___ AVAILABLE RECORDS ___

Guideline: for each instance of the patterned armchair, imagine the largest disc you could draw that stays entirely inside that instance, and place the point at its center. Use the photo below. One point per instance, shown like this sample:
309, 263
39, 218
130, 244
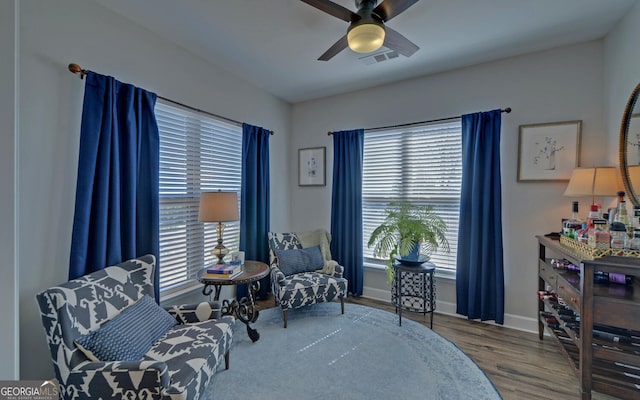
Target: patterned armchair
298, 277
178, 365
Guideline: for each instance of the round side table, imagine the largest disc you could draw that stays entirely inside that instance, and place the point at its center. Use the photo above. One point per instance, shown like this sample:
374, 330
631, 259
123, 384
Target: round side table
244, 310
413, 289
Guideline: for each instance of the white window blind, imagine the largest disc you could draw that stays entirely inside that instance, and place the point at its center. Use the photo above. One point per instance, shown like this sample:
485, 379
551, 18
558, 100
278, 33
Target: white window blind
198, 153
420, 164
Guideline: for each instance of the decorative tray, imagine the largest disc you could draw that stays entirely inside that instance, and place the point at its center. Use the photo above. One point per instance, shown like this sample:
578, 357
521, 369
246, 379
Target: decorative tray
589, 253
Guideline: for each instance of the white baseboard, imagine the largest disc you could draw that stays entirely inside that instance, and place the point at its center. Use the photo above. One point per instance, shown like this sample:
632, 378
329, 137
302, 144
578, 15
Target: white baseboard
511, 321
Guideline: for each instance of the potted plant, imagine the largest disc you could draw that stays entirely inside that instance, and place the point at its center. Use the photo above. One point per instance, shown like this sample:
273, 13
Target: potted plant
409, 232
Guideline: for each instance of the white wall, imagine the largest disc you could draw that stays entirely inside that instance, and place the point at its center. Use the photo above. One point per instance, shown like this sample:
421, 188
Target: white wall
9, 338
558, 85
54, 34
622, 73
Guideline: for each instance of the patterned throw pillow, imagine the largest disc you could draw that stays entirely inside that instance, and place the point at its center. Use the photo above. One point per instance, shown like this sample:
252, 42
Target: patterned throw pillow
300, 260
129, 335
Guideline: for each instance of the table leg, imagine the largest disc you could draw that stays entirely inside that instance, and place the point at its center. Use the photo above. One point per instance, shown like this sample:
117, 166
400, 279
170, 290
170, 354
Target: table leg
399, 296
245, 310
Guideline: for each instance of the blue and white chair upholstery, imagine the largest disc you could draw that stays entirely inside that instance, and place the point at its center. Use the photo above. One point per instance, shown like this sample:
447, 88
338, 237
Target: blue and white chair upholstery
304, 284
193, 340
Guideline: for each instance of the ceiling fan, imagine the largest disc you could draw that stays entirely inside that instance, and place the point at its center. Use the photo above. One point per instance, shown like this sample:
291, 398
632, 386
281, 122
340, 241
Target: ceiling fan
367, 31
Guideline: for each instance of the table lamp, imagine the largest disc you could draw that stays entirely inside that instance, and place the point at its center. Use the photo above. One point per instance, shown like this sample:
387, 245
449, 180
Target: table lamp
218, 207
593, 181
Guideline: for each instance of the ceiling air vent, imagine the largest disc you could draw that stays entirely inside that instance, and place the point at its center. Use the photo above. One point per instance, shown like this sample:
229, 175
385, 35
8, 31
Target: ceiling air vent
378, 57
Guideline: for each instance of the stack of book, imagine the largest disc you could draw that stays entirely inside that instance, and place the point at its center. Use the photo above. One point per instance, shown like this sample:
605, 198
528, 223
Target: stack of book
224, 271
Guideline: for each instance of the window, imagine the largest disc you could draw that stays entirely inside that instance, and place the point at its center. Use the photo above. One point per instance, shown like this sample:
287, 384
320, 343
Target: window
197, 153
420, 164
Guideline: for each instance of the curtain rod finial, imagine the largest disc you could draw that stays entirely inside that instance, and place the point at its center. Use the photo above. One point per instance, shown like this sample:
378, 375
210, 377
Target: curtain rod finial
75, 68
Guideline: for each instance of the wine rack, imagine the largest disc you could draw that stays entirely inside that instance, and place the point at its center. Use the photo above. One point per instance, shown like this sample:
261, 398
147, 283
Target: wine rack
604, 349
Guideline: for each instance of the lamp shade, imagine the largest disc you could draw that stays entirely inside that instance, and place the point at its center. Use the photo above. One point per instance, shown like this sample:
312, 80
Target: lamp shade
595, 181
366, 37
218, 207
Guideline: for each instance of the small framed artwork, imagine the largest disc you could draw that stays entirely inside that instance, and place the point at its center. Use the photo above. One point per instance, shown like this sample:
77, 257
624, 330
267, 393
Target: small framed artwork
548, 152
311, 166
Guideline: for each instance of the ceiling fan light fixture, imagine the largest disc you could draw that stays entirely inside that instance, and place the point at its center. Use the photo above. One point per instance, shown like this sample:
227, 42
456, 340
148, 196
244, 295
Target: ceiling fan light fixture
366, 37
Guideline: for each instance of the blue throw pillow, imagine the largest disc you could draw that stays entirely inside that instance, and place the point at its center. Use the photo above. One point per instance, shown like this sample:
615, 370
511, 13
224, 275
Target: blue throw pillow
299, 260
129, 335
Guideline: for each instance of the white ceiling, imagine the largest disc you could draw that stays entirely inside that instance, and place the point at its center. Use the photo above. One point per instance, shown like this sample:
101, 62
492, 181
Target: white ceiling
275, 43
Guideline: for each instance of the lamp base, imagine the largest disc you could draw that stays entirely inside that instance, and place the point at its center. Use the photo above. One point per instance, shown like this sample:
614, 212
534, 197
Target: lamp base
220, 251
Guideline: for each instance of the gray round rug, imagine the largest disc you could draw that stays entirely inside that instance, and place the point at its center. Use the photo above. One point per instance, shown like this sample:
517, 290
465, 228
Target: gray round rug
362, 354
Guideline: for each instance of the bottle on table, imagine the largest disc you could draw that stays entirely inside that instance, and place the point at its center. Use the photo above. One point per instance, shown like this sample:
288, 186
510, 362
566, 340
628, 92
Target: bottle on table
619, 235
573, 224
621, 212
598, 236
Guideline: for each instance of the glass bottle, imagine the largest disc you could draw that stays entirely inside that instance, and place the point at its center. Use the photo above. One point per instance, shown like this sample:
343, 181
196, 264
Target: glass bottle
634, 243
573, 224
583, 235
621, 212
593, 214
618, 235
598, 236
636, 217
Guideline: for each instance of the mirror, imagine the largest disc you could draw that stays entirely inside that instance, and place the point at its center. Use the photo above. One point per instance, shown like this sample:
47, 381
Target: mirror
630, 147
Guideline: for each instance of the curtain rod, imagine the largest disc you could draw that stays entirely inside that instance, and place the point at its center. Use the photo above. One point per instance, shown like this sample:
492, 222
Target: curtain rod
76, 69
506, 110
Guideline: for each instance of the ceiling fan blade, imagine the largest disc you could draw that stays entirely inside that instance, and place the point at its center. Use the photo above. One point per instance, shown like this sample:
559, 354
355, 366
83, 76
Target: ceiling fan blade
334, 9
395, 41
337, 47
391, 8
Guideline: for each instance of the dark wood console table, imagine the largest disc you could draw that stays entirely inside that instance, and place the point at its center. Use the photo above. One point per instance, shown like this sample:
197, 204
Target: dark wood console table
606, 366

___

→ **GOAL OF THE EXERCISE**
Every entry must be reproduced exactly, with the images left out.

→ **WRITTEN REPLY**
Guideline: for each instance of the patterned armchair, imagine the largest disc you could draw that stays entirely inside that instance, and place the point at its center. Use the photo below. One point per instance, shown like this sample:
309, 263
39, 218
130, 244
Target: patterned armchair
298, 277
178, 365
Guideline: for each instance of the round side table, imagine the largest disc you could draw that stays entirely inside that instance, and place the point at its center. Use the photo above. One point per instance, shown like this sample:
374, 330
631, 259
123, 384
Target: round side table
244, 310
413, 289
Guideline: for each instance of the white window blind, imagine the largest disc you could draw that stays entirely inside that instance, and place the point at its center. Use the photo above. One point per instance, shown like this sample:
485, 379
551, 18
558, 100
278, 33
Target: white window blind
198, 153
420, 164
Guideline: for each instance of the decorative tray, imagine the largest disc you could draw that stays entirely inside that instance, and place the point at its center. Use the photo above. One point per instance, shown like this sample:
578, 357
521, 369
246, 379
Target: decorative tray
589, 253
Guideline: for each instance of the white baseboard, imagine the largest disc you could draw that stays entirely inside that instance, and place the point at its center. Use the photo above. One point per instance, shown like this sample:
632, 378
329, 137
302, 144
578, 15
Target: white baseboard
511, 321
Guideline: for each instance of the potted plant, imagine the largest disc you could draw that stays entirely inside that instance, and place the point at its center. Use the photo above. One point per instance, shown like this sample:
273, 13
Target: potted plant
409, 232
Guideline: for each instance of the white wall, imagine the largest disc you could draw that stays entirely inside that instance, and place the point at its center. Use the photo above. One point per instance, shown like this sample:
421, 188
Target: white wall
9, 338
558, 85
54, 34
622, 73
Guideline: for each instance of the patterned throw pillow, imagine the largest disc you could draw that stays entirely inside that instance, and place the point at its center. Use the photo above. One point per instance, shown like this sample:
252, 42
Target: patterned throw pillow
300, 260
129, 335
Guideline: for each instance of the table leg, imagine the largest disc you could draw that stays entirely inside that instance, and place the point at its center. Use the photo above. One point per instance, shown like this sample:
117, 166
400, 279
170, 290
170, 354
Target: table leg
399, 296
245, 310
Guideline: for each instance of the blue and white chair upholstery, imagine the largest disc you could draw that stays entirely inside that instance, and place the point at its center. Use the photo above. One point per instance, shown like this sample:
447, 88
338, 237
Target: blue and white chair upholstery
304, 284
193, 340
Guideline: for each instance of the ceiling fan, imagine the largest disc you could draw that stays entirely inside that instance, and place the point at its center. Use the photo above. One point per instance, shown like this sample:
291, 398
632, 386
281, 122
340, 241
Target: ceiling fan
367, 31
Guideline: for each instance of the table lamp, imagine the largest disc you could draw that stays entirely inside that instance, and place the point at its center. Use the photo above. One point per instance, shown like this sample:
387, 245
449, 180
Target: table lamp
218, 207
593, 181
Guideline: for each instance of the ceiling air vent, imagine the largest disc you could draw that stays entirely inside that instance, and place the point at its center. Use the photo above. One point per instance, shown like this sample:
229, 175
385, 35
8, 31
Target: ceiling air vent
378, 57
Guideline: for each instance of the stack of book, imagine the largest disc you could draw that stays entirely inside that instance, and place the point at its center. Use the photo above. One point per instance, shown like this sample:
605, 198
528, 223
Target: stack of book
224, 271
Guideline: for each instance of the window, imagine the largest disc you could draw that stays entirely inside that instance, and place the point at its center. Use the photo above. One point per instance, shown like this sample:
287, 384
320, 343
Target: window
197, 153
420, 164
Guideline: for each instance of the curtain rod finial, imagine the largest disc you could draw that stays entirely inside that instance, and place the point at its center. Use the photo above. One point per instance, shown like this sample:
378, 375
210, 377
Target: curtain rod finial
75, 68
Guideline: for each instance of the wine rack, imagine the largest disc you could draw that stays entirely inside that instance, and place the point at its center. Use the photo above. One point per instance, shown like this sample:
261, 398
147, 283
Target: wine rack
604, 349
Guideline: for each instance of the lamp shade, imagine the largest disc you could draw that stays entirely inside that instance, and place the point at its center. Use the photo above. One point per instance, shown like this sample:
312, 80
Target: lamp shade
595, 181
366, 37
218, 207
Guideline: for each instance of the small framed artwork, imagine the largest disc you could draw that stays entirely inside that instance, and place the point at its center. Use the photo above. One point per instance, shown like this sample:
77, 257
624, 330
267, 393
Target: small framed artwork
548, 152
311, 166
Guideline: for each instance of the ceiling fan light fixture, imagine the largest disc you could draw that stays entirely inside that instance, and place the point at its center. Use the photo above. One point per instance, shown like this sample:
227, 42
456, 340
148, 196
244, 295
Target: ceiling fan light fixture
366, 37
Guideline: for each instance of the blue throw pillow, imagine the largest disc you could draw that stays entirely inside that instance, and place the point at its center. Use the photo above. One point per instance, shown like this sample:
615, 370
511, 13
224, 275
Target: blue throw pillow
299, 260
129, 335
Guideline: for each instance of the white ceiling, imagine the largest disc you could draw that stays entirely inside that instance, and place the point at its center. Use the photo above. One point per instance, shown like this sample:
101, 62
492, 181
Target: white ceiling
275, 43
Guideline: for each instance of the lamp base, imagine the largest disc you could draw that stays entirely inside that instance, and place the point at its center. Use the photo above. One point per instance, shown like this sample:
614, 212
534, 197
Target: lamp base
220, 251
Guideline: for each instance of the gray round rug, imagine the largest disc you could draw that stays entirely inside that instance, and place the point at its center. Use the photo above. One point per instance, shown like this sample:
517, 290
465, 228
Target: gray round rug
362, 354
Guideline: for each instance of the bottle on table, imagine the largest disc you could draw that stays entirely inside that instance, and place the point at its center. Use the photo above. One point per instance, shown like this sample:
288, 186
510, 362
566, 340
628, 92
Target: bottle on table
619, 235
573, 224
621, 212
598, 236
Guideline: for each instance of the glass bottle, imagine the largest disc you could draw that stays entirely inside that instance, and place the point at its center. Use the photo above. One point per instance, shown like this sample:
343, 181
196, 264
Target: glass bottle
634, 243
573, 224
583, 235
621, 212
593, 214
618, 235
598, 236
636, 217
Guideline: for each instance of the mirror, imagine the largest disc you could draw that stays entirely inside that instance, and place the point at its center. Use the photo above. One point per instance, shown like this sample:
47, 381
Target: mirror
630, 147
Guideline: for each instance of the curtain rod, imagine the largest disc you could draw that stays entirely inside that instance, and place the point at its center. Use the photo above. One point per instance, shown like this sample:
492, 222
Target: curtain rod
76, 69
506, 110
Guideline: for each instance of the ceiling fan blade, imagine the largest disc you could draw that stays entirely inside that instance, and place the point at its center. Use the photo above. One point per instance, shown like this sample:
559, 354
355, 366
83, 76
Target: ceiling fan blade
334, 9
395, 41
337, 47
391, 8
Guideline: for each instance of the dark wood console table, imagine the largest disc you could draw that stays entirely inside that instance, and place the point at its center. Use the photo above. One point per instance, shown like this sample:
197, 204
Target: dark wood console table
606, 366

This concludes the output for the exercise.